_Task_
Repeat everything from the line containing "Can you please pinpoint where the upper" down to the line containing "[[45, 0, 418, 100], [42, 0, 450, 143]]", both lines included, word for word, and leave the pictures out.

#### Exercise materials

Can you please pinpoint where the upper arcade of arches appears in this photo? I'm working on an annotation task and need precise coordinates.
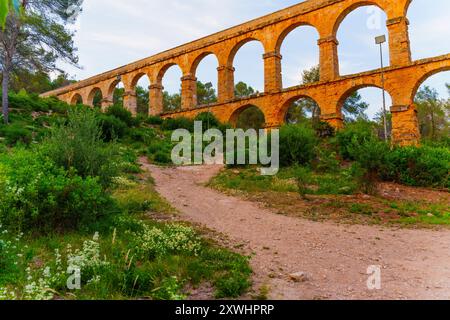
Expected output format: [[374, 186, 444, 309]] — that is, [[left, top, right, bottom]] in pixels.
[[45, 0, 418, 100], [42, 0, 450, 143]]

########
#### Exercise materials

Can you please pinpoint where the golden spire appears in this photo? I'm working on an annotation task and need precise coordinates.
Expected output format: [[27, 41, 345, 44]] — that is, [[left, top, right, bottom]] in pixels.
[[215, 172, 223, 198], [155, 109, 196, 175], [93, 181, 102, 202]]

########

_Written reply_
Can you please pinpoint where the upper arcade of arches appears in this photo? I'm working on an annotation task and need precise coordinates.
Expected output format: [[374, 186, 444, 309]] — that is, [[left, top, right, bottom]] in pixels.
[[45, 0, 418, 100], [42, 0, 450, 143]]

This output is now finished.